• [Stated task]: Rewrite the data beginning at the line that has "[317, 446], one" and ending after the line that has "Query: white pole", with "pole" changed to "post" and nothing else altered.

***** Dataset entries *****

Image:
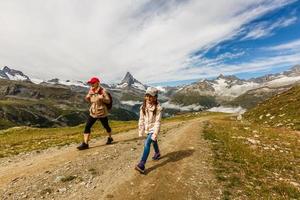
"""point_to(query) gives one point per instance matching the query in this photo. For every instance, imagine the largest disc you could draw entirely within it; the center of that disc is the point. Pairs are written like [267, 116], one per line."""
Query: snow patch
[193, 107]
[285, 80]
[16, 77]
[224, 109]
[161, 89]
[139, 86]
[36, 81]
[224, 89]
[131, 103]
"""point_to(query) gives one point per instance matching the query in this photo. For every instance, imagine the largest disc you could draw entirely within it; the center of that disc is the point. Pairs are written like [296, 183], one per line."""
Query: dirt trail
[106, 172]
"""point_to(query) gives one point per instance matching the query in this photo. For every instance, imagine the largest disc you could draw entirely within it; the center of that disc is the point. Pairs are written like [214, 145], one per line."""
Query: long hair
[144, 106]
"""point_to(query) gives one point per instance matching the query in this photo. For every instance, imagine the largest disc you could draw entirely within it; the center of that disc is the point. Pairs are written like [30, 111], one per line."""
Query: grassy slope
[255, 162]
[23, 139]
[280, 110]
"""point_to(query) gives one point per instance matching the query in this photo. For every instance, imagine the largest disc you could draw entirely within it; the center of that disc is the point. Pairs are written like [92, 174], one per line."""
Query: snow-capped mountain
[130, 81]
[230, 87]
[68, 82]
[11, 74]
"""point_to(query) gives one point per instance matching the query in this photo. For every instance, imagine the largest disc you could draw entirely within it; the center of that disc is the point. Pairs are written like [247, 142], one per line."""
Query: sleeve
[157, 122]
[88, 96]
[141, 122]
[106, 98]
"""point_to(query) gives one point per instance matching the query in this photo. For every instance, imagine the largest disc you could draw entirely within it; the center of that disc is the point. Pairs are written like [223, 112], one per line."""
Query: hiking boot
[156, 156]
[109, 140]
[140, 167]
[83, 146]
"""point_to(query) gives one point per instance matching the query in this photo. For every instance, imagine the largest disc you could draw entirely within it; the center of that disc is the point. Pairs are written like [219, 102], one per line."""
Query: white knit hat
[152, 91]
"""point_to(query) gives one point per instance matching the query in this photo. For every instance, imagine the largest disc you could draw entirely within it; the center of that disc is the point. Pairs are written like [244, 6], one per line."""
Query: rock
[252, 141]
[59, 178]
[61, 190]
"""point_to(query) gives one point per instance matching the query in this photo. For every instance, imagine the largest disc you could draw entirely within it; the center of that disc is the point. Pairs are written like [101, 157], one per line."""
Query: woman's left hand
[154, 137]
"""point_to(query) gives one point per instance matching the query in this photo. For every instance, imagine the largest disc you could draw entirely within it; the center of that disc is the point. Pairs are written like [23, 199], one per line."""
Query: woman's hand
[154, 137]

*****
***** Dataset entries *****

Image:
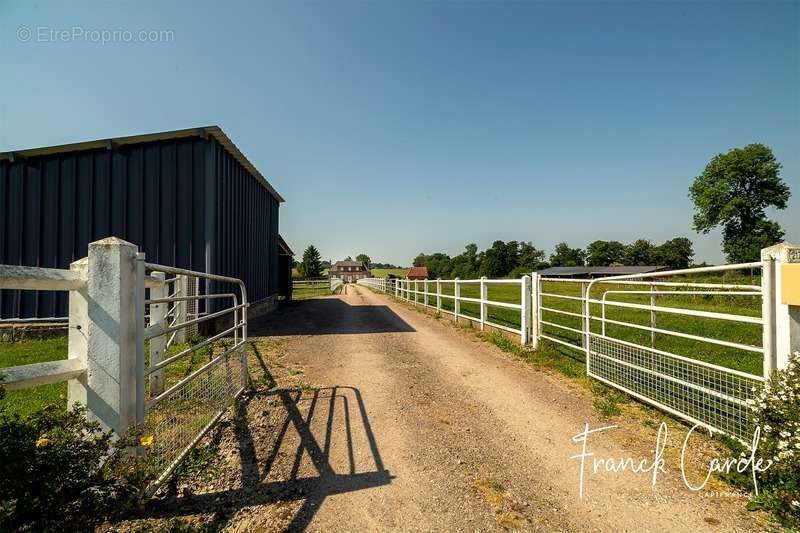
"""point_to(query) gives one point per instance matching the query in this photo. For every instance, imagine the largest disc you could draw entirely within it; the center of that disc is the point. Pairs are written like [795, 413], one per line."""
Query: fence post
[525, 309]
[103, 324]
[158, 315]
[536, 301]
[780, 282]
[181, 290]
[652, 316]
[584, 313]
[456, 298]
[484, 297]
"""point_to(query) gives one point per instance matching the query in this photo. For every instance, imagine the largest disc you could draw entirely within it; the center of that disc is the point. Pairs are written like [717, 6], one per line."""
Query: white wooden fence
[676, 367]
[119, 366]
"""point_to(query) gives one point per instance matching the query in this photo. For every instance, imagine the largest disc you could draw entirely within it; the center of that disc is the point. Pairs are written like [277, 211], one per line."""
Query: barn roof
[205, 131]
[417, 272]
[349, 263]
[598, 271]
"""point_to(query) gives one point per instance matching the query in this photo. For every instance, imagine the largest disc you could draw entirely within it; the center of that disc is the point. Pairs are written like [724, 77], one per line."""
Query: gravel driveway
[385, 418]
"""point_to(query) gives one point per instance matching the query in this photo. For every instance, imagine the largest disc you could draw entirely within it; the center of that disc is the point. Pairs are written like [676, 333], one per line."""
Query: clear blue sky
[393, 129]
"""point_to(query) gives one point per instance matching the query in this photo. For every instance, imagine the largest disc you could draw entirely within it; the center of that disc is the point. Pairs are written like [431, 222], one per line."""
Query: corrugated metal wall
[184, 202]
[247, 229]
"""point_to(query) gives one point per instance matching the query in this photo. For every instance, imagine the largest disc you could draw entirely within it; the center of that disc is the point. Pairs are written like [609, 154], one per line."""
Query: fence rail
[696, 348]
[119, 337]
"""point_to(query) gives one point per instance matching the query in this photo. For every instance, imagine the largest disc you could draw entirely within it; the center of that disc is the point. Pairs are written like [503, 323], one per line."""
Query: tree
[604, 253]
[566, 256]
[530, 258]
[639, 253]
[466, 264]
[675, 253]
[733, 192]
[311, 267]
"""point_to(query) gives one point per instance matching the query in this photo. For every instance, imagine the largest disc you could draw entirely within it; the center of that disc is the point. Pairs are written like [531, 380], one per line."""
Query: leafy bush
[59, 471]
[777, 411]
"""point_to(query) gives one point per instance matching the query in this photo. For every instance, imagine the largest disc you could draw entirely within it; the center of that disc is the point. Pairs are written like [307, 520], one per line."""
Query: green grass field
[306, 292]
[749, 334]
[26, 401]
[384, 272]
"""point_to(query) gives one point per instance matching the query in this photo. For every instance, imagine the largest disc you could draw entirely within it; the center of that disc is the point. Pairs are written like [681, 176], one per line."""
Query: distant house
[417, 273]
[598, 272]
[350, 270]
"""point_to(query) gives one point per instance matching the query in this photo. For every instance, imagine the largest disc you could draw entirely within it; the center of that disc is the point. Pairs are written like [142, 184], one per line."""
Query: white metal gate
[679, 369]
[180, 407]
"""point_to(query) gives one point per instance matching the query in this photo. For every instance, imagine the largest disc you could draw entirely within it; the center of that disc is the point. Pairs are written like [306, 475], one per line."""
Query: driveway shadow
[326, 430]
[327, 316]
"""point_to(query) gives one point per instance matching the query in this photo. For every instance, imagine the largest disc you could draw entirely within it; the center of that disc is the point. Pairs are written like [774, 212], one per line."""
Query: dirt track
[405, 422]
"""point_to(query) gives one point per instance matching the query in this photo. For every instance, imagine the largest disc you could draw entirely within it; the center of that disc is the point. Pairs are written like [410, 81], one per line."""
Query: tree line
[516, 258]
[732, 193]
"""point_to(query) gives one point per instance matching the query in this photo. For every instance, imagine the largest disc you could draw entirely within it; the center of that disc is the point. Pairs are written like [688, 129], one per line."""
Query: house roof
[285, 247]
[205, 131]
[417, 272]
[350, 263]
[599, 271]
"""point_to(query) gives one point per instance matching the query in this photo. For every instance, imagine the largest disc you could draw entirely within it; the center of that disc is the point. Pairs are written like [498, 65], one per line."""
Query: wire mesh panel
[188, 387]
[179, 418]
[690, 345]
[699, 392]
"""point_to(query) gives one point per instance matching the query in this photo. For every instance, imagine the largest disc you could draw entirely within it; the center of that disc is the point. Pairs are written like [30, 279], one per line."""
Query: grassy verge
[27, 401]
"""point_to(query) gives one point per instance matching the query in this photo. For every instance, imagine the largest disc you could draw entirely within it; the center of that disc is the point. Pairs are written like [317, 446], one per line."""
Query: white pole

*****

• [Result]:
"""point_to(query) gives one point per instance matching the query in this photo. For every instance, imagine the largest disc you could draw entirely within it; the center of that disc is the point. Pairs are written like [317, 446], one per line."""
Query: white post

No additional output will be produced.